▶ _Information given_
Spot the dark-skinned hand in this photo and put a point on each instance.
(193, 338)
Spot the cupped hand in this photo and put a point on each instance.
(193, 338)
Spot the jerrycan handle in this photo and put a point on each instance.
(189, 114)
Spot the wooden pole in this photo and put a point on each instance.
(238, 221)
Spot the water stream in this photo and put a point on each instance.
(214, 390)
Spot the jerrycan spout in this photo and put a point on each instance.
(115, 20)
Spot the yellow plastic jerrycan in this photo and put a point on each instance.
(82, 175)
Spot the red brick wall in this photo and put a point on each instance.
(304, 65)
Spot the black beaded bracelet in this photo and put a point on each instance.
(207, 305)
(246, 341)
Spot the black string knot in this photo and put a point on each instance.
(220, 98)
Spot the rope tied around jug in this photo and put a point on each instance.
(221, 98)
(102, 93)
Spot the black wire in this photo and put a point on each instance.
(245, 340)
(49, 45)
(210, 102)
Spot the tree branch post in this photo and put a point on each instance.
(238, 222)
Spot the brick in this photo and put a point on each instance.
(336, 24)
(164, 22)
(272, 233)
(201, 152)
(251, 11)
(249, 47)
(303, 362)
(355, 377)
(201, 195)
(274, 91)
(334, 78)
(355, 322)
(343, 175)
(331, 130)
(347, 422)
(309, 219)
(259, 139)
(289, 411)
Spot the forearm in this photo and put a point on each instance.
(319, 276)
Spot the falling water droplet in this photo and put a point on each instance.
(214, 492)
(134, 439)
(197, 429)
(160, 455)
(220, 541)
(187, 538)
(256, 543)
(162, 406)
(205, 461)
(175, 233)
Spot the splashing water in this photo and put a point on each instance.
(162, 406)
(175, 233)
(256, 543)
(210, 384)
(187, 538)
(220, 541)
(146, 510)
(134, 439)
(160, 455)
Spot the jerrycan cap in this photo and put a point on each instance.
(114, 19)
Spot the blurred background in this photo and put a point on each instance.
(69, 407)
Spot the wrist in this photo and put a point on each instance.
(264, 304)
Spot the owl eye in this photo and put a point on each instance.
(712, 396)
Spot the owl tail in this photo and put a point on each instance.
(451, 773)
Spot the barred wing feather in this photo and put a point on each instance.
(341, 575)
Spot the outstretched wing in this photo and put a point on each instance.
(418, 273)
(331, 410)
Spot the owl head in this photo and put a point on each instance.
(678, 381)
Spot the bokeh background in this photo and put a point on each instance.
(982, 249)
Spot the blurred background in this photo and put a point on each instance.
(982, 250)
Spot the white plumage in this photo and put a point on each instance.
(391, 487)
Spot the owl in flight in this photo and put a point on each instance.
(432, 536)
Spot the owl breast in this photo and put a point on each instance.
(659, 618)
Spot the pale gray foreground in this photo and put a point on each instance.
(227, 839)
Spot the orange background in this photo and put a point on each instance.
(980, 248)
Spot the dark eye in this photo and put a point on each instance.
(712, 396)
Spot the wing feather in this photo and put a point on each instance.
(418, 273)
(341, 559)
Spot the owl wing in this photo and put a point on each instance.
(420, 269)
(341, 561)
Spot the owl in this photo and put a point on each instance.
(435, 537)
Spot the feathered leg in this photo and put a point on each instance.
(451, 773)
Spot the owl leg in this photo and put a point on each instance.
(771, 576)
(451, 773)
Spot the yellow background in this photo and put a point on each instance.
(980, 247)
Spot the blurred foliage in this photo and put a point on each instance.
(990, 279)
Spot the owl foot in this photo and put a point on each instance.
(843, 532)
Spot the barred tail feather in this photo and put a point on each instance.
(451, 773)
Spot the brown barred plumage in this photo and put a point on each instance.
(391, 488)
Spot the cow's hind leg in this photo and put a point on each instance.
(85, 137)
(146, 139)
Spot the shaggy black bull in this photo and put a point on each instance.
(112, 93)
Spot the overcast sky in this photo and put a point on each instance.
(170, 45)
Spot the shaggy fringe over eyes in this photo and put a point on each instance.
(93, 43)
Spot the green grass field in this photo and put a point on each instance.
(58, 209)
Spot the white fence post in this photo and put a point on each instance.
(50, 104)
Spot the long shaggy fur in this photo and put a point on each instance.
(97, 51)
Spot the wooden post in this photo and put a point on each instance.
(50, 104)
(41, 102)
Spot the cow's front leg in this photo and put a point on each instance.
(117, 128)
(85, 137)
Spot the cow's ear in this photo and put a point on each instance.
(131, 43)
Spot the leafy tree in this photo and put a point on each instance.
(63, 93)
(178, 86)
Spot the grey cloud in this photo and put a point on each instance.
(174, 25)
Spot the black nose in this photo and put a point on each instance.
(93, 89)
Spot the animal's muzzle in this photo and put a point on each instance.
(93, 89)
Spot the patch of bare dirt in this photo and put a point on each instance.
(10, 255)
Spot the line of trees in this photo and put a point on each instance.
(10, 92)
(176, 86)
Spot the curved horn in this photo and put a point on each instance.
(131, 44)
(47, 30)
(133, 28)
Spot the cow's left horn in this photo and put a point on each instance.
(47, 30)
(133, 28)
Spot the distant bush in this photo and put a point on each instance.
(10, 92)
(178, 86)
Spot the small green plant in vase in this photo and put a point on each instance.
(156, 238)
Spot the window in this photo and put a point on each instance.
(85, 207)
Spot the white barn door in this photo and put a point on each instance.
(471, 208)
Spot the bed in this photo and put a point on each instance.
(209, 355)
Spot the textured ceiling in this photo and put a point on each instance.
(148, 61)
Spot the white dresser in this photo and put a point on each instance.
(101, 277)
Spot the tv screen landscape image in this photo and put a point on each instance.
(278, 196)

▶ _Written request_
Lay out everything from the line containing "Spot the bed" down to the last line of the records as a Markdown table with the columns No. and Text. Give each line its own numbered row and leave out any blank lines.

▶ _Response_
| No. | Text |
|---|---|
| 1 | Spot the bed in this photo and put a point on each instance. |
| 2 | (209, 355) |
| 3 | Spot the textured ceiling in this photo and put a point on each instance. |
| 4 | (148, 61) |
| 5 | Spot the white dresser in this photo and put a point on each instance. |
| 6 | (101, 277) |
| 7 | Spot the tv screen landscape image in this photo and put a point on each instance. |
| 8 | (278, 196) |